▶ _WHAT TO WORK ON_: Reproduce each record exactly, leaving out no line.

▶ _DATA RECORDS_:
● ● ● ●
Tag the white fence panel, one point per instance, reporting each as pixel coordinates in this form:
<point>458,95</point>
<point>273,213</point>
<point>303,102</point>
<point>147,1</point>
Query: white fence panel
● ● ● ●
▶ _RESPONSE_:
Tag the white fence panel, one point per instance, reporting each as pixel coordinates in this form:
<point>458,95</point>
<point>273,213</point>
<point>303,102</point>
<point>147,1</point>
Query: white fence panel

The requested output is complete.